# STATED GOAL
Could you write out all of these lines again, swapping "marker" for "point" and leaving everything else unchanged?

(Lines in a dataset)
-----
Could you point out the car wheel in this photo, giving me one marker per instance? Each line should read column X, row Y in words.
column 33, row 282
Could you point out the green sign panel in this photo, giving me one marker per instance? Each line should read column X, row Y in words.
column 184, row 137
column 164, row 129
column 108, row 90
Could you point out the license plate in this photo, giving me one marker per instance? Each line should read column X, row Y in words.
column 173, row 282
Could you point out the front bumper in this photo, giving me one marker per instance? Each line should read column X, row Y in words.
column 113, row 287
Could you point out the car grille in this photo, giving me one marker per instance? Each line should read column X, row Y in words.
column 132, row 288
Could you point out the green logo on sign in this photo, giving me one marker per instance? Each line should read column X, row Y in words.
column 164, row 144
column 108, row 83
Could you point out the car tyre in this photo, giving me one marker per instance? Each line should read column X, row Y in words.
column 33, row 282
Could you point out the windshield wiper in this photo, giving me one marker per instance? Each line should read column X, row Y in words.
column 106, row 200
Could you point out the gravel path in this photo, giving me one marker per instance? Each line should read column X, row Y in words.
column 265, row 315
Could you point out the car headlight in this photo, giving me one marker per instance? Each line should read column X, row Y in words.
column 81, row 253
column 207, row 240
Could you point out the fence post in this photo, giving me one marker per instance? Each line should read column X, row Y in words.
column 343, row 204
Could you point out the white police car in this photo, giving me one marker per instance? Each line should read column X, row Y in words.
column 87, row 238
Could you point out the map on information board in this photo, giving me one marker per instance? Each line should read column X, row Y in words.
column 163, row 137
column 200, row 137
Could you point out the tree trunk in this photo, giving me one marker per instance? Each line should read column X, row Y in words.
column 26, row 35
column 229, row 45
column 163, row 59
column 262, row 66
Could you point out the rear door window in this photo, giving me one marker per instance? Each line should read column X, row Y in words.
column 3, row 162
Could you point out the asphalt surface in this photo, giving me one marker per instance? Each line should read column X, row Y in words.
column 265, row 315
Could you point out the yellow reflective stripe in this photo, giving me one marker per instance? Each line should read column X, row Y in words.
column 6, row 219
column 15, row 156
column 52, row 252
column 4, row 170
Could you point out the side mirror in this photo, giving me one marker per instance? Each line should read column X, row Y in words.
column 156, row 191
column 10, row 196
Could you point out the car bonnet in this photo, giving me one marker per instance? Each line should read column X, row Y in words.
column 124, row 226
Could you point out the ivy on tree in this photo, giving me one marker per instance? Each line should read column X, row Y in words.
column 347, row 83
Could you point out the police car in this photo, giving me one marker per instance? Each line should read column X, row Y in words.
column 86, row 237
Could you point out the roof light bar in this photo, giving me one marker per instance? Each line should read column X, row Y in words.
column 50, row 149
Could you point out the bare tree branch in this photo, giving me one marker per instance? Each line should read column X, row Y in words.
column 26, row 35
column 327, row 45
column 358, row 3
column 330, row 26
-----
# ANSWER TO THIS EXERCISE
Could you point out the car wheel in this photo, giving me one point per instance? Each line should read column X, row Y in words.
column 33, row 282
Could you point out the green sign panel in this photo, giving me one point per instance? Each line should read column X, row Y in words.
column 184, row 137
column 164, row 129
column 108, row 90
Could you point out the license plate in this photo, giving me one point per instance? Each line should read column X, row Y in words.
column 173, row 282
Could you point out the front bumper in this photo, giving me one point per instance? Each line should read column X, row Y in words.
column 113, row 287
Could you point out the car grille in this photo, giving me one point per instance? Each line should read column X, row Y in words.
column 132, row 288
Could you point out the green logo on sign in this photo, giving me one point per instance? Each line should read column X, row Y in words.
column 164, row 144
column 108, row 83
Could you point out the car tyre in this photo, giving me one point per instance? Each line should read column X, row Y in words.
column 33, row 282
Could you point out the windshield wiper in this photo, giving me one point per instance? Each line should read column X, row Y in words.
column 106, row 200
Could you point out the gravel path in this photo, giving me one point per instance? Each line should read column X, row Y in words.
column 265, row 315
Could you point out the car headlight in this photo, giving me one point per instance? Each line should read column X, row Y in words.
column 81, row 253
column 207, row 240
Could you point out the fence post in this photo, giving me one point per instance? Each line should read column X, row Y in words.
column 343, row 204
Could you point out the white police car in this photo, giving me one point per instance? Each line should read column X, row Y in words.
column 87, row 238
Could you point out the map on information board in this photo, giving me one point per instance? Each line should read column X, row Y in words.
column 163, row 137
column 200, row 137
Could you point out the tree trunk in this photo, giving me one point per instance? Each line should read column X, row Y in words.
column 26, row 35
column 229, row 45
column 163, row 59
column 262, row 66
Could you point out the rear door window in this photo, giving me one point per instance? Each line should read column X, row Y in words.
column 3, row 162
Could you point out the asphalt surface in this photo, giving me one point per instance? Each line should read column X, row Y in words.
column 265, row 315
Could you point out the yellow reflective stripe in this photo, giving me one point per instance? Each line should read column X, row Y in words.
column 6, row 219
column 15, row 156
column 52, row 252
column 4, row 170
Could you point out the side mirror in this photo, giving me one point per instance? Each line should read column X, row Y in words.
column 156, row 191
column 10, row 196
Could you point out the car bonnet in this photo, giving me one point per instance? Each line should read column X, row Y in words.
column 124, row 226
Could you point out the ivy on tree in this photo, giving me one point per instance? Each line should read column X, row Y in words.
column 347, row 83
Could you point out the police car in this photo, giving me one point per instance? Each line should read column X, row Y in words.
column 86, row 237
Could you point out the roof light bar in this photo, giving me one point per instance? Each line should read column X, row Y in words.
column 50, row 149
Could you point out the bare tree branch in this photo, giving me one point per instance? Each line should read column X, row Y in words.
column 26, row 35
column 327, row 45
column 358, row 3
column 330, row 26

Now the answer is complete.